▸ **PAGE EXTRACT**:
◇ ◇ ◇ ◇

Five years later in Gotham City, a mysterious vigilante called Red Hood assembles a meeting of the city's most prominent drug dealers. He announces a takeover of their drug trade, taking 40 percent of their profit while offering them protection from Black Mask and Batman, but threatens to kill them if anyone is caught dealing drugs to children. Batman stops an attempted theft of a shipment that belonged to Black Mask, which contains the advanced android Amazo. Batman destroys Amazo with the help of Jason's predecessor Dick Grayson, using the name Nightwing, and discovers the thieves are working for Red Hood. The thieves are killed by a sniper shot before they can reveal any more. Batman identifies the shooter as the Red Hood, and chases him to Ace Chemicals. The Red Hood references the creation of the Joker in this same building before blowing up the facility. Batman and Nightwing interrogate Joker at Arkham Asylum about Red Hood, but he denies any involvement.

An infuriated Black Mask puts a hit on Red Hood for Amazo's destruction. Batman and Nightwing prevent Red Hood from hijacking Black Mask's next weapon shipment. They chase Red Hood to a train station, where he escapes after detonating a bomb, which injures Nightwing. As Alfred Pennyworth tends to Nightwing, Batman realizes that the Red Hood is trained and has knowledge of Batman's tactics, gear and his secret identity. Batman recalls Jason performing the same maneuvers as Robin and that Jason grew more violent as he aged.

◇ ◇ ◇ ◇

▸ **INFORMATION PROVIDED**:
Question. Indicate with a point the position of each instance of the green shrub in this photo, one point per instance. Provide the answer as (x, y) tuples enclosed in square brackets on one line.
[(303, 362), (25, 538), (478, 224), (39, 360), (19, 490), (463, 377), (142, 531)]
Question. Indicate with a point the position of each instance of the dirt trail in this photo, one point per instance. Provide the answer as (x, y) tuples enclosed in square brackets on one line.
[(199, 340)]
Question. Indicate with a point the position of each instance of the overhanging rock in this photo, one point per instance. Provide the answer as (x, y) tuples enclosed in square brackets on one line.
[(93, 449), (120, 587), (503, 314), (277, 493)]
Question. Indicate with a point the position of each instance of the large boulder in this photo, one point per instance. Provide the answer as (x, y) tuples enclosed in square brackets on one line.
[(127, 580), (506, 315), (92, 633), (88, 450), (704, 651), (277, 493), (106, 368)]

◇ ◇ ◇ ◇

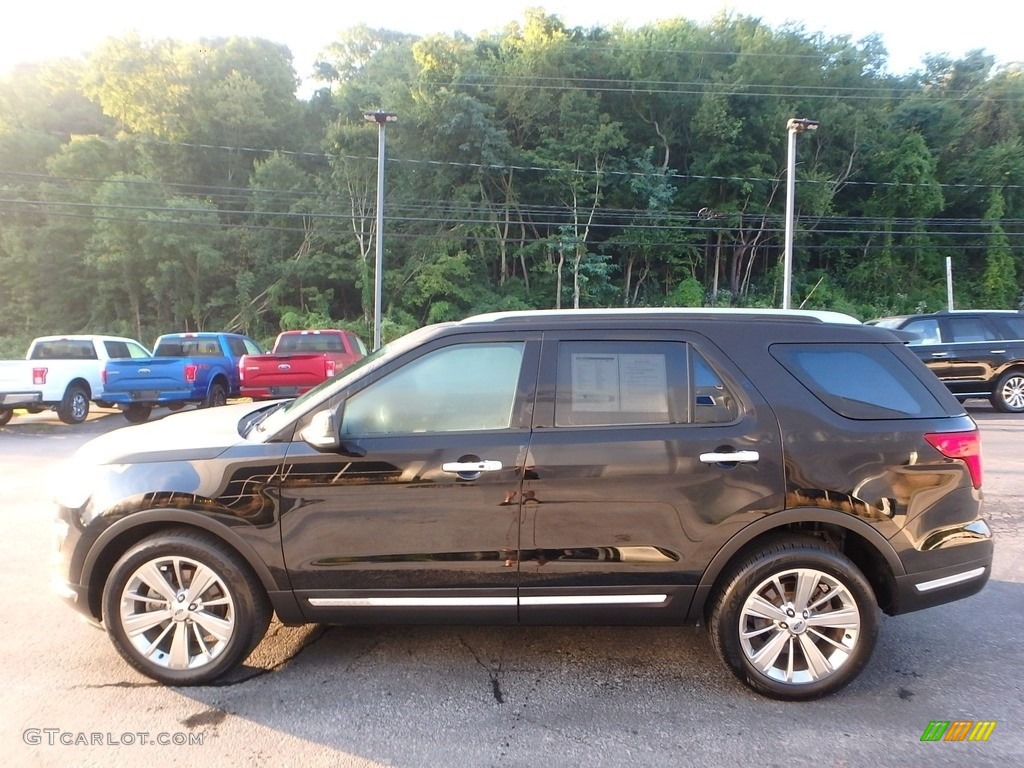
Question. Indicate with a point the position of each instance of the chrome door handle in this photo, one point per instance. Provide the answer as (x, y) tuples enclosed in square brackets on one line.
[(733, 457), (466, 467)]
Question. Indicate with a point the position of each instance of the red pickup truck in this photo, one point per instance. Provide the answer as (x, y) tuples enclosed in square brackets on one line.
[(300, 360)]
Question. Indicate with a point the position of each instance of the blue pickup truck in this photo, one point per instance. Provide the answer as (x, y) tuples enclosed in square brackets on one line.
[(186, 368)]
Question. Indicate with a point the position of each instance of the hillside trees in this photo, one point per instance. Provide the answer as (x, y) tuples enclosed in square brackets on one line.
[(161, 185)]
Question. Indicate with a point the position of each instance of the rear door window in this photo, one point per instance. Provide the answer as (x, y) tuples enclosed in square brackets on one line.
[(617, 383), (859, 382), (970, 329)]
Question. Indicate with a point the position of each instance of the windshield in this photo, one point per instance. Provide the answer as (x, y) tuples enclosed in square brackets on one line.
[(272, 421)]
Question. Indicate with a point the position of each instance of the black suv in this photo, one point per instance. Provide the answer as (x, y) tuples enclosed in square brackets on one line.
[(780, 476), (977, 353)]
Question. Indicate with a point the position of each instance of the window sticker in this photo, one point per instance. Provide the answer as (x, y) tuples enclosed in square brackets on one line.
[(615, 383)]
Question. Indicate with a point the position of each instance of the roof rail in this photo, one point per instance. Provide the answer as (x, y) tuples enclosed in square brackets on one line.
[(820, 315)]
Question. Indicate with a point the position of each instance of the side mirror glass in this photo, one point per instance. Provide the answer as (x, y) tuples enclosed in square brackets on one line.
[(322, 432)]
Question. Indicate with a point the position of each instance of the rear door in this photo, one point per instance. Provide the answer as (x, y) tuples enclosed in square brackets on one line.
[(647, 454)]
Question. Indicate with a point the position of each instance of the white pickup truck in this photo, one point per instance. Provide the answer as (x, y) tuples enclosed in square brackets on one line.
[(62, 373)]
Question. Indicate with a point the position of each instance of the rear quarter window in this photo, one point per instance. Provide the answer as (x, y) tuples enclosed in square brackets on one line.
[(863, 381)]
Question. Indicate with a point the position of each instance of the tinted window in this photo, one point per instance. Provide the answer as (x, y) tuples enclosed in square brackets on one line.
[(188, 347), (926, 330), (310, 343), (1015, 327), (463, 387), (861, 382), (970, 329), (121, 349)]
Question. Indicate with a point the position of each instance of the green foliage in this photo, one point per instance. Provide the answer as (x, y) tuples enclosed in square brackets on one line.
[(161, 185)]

◇ ◇ ◇ ◇

▸ **SHORT EXERCISE**: Please copy everything in the Red Hood plot summary from "An infuriated Black" down to "as he aged.", word for word. The rows are not needed here.

▸ **SOLUTION FOR THIS EXERCISE**:
An infuriated Black Mask puts a hit on Red Hood for Amazo's destruction. Batman and Nightwing prevent Red Hood from hijacking Black Mask's next weapon shipment. They chase Red Hood to a train station, where he escapes after detonating a bomb, which injures Nightwing. As Alfred Pennyworth tends to Nightwing, Batman realizes that the Red Hood is trained and has knowledge of Batman's tactics, gear and his secret identity. Batman recalls Jason performing the same maneuvers as Robin and that Jason grew more violent as he aged.